> **WORK ITEM A**:
Answer these from the chapter on giant cell arteritis, each on its own line:
(i) Who gave the first description of the condition, and in what year?
(ii) How many of the five ACR criteria does a classification require?
(iii) What is the age-adjusted annual incidence in the UK?
> **WORK ITEM B**:
Does each statement agree with the chapter on giant cell arteritis? Answer yes or no, and quote the words that decide it.
(i) Validated diagnostic criteria exist for the condition.
(ii) Women are affected more often than men.
(iii) Infectious triggers have been confirmed as a cause.
> **WORK ITEM C**: Continue the chapter on giant cell arteritis from the point where it stops.

> **PASSAGE PROVIDED**:
Giant Cell Arteritis

, David G. I. Scott2 and Chetan Mukhtyar2



(1)
Department of Rheumatology, Ipswich Hospital NHS Trust, Ipswich, UK

(2)
Department of Rheumatology, Norfolk and Norwich University Hospital, Norwich, UK

 



Electronic supplementary material

The ownline version of this chapter (doi:10.​1007/​978-3-319-14871-7_​5) contains supplementary material, which is available to authorized users.



5.1 Introduction


Giant cell arteritis (GCA) is the most common systemic vasculitis in the elderly. It is characterized by the involvement of the large vessels, predominantly the extracranial branches of the aorta. There is a close relationship with polymyalgia rheumatica (PMR). The first description of GCA was provided by Sir Jonathon Hutchinson in 1890, who described a patient at the London Hospital who could not wear a hat because of painful red streaks on his head. The painful streaks were thickened temporal arteries with feeble pulsations. The full description of the condition was provided by Bayard Horton in 1932.


5.2 Definition and Classification


The 2012 Chapel Hill Consensus conference defined GCA as “Arteritis, often granulomatous, usually affecting the aorta and/or its major branches, with a predilection for the branches of the carotid and vertebral arteries. Often involves the temporal artery. Onset usually in patients older than 50 years and often associated with polymyalgia rheumatica” [1].

The ACR in 1990 developed a classification criteria, which are widely used in clinical trials (Table 5.1). A classification of GCA requires three of the five criteria. They have a specificity of 91.2 % and sensitivity of 93.5 % [2]. There are no validated diagnostic criteria.


Table 5.1
ACR criteria for the classification of GCA

























Age at onset >50 years

 Development of symptoms or findings beginning at 50 years or older

New headache

 New onset of, or new type of, localized pain in the head

Temporal artery abnormality

 Temporal artery tenderness to palpation or decreased pulsation, unrelated to atherosclerosis of the cervical arteries

Increase in erythrocyte sedimentation rate (ESR)

 ESR >50 mm/h by Westergren method

Abnormal artery biopsy

 Biopsy specimen with an artery showing vasculitis characterized by a predominance of mononuclear infiltration or granulomatous inflammation


From Hunder et al. [2]. With permission from John Wiley and Sons


5.3 Epidemiology


GCA is more common among people of north European descent than among Mediterranean people and is rare among African Americans, native Americans, and Asians. GCA occurs in individuals older than 50 years and the age-adjusted (>50) annual incidence in the UK is 22/100,000 population [3]. The annual incidence rates per 100,000 population rises from 2 in the sixth decade to 52 in the ninth decade [4]. The estimated prevalence is about 1:750 persons older than 50 years. There is a female preponderance; women are two to three times more commonly affected.


5.4 Etiology


The etiology is unknown. There is an association with HLA DRB*0401. Although infectious triggers have long been suspected, no clear associations have yet been confirmed. A proposed hypothesis suggests that the arterial wall dendritic cells become activated and then recruit CD4+ lymphocytes, which become clonally expanded producing IL-2 and IFN-γ. Macrophages produce PDGF, which stimulates intimal arterial thickening. Subsequently, monocyte and macrophages become multinucleate giant cells.

> **DATA SECTION**:
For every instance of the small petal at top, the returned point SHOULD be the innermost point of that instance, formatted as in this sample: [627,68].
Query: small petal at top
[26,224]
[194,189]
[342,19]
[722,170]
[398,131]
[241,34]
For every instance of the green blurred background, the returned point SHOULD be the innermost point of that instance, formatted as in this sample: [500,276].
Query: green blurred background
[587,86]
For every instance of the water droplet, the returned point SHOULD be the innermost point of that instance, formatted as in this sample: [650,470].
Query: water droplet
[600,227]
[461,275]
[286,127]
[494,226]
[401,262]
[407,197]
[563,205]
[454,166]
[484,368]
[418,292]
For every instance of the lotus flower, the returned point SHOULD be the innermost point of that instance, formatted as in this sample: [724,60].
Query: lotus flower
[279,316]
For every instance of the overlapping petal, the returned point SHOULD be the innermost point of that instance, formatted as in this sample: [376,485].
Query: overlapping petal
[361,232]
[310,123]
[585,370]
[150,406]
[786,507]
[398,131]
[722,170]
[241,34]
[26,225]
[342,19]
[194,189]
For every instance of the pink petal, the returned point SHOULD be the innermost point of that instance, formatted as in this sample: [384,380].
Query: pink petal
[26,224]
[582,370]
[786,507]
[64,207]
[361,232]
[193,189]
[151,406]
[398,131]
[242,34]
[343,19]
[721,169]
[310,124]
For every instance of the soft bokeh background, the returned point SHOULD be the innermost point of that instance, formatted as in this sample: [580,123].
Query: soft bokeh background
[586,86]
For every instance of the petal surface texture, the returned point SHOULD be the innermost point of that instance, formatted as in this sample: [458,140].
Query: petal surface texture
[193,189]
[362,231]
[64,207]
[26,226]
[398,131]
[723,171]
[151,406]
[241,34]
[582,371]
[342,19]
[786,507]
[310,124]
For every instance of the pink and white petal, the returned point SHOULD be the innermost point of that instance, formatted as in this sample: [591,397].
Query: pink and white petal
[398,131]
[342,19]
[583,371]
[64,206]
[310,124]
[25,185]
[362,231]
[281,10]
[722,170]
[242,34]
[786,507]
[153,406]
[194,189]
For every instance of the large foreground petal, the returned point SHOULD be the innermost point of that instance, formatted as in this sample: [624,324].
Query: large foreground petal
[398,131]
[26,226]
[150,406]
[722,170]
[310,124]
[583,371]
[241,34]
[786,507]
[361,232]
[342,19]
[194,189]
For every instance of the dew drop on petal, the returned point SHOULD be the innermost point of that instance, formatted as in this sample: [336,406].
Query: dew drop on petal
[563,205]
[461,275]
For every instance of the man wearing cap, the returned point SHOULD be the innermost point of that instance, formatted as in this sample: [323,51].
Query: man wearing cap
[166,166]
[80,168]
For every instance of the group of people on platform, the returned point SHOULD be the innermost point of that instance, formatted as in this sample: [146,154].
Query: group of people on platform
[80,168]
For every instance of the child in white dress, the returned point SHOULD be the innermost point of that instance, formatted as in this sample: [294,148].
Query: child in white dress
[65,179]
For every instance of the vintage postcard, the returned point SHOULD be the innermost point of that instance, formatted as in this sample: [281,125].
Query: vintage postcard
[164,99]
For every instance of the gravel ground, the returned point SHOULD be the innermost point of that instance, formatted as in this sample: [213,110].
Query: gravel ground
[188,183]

> **OUTPUT A**:
(i) Sir Jonathon Hutchinson, in 1890.
(ii) Three.
(iii) 22 per 100,000 population.

> **OUTPUT B**:
(i) No: "There are no validated diagnostic criteria."
(ii) Yes: "women are two to three times more commonly affected."
(iii) No: "Although infectious triggers have long been suspected, no clear associations have yet been confirmed."

> **OUTPUT C**:
5.5 Clinical Features


The onset of symptoms may be abrupt. Some patients may recall the exact date and hour their symptoms started. In most instances, symptoms are insidious and develop gradually over several weeks.


5.5.1 Systemic


Constitutional features, including fever, fatigue, anorexia, weight loss, and depression are present in the majority of patients. Patients may present with pyrexia of unknown origin.

Myalgia and arthralgia with morning stiffness across the shoulder and hip girdle is suggestive of coexistent PMR.


5.5.2 Craniofacial


Headache is the most common symptom occurring in >60 % of patients. It is typically felt over one or both of the temporal areas. Less commonly the headache may be generalized or occipital. Important features of the headache are that it is different in nature from previous headaches, can be severe or paroxysmal, and be associated with scalp tenderness. Wearing a hat or glasses or combing the hair may be uncomfortable. In severe cases, involvement of the scalp arteries may lead to segmental scalp necrosis (Fig. 5.1).

A183152_2_En_5_Fig1_HTML.jpg


Figure 5.1
Scalp necrosis in a patient with giant cell arteritis

Jaw claudication (30 %), pain in the tongue or jaw during mastication, which resolves with rest may be a risk factor for neuro-ophthalmic complications. In rare cases tongue infarction may result from ischemia.

The temporal arteries may be tender nonpulstaile and thickened (Fig. 5.2). Bruits may be audible over affected arteries especially in the axillae.

A183152_2_En_5_Fig2_HTML.jpg


Figure 5.2
Swollen temporal artery in a patient with giant cell arteritis


5.5.3 Ophthalmic


Ophthalmic manifestations are common and may result in blindness. Acute visual loss occurs in as many as 20 % of patients. The visual loss is usually sudden, painless, and permanent. Visual disturbance may vary from mistiness of vision or involvement of part of the visual field to complete blindness. Visual loss may be bilateral. There may be premonitory symptoms such as blurry vision, amaurosis fugax, visual hallucinations, and diplopia in up to 50 % of cases. These premonitory signs may precede visual loss by several days and should be considered a medical emergency in GCA, as prompt treatment may prevent the development of irreversible blindness.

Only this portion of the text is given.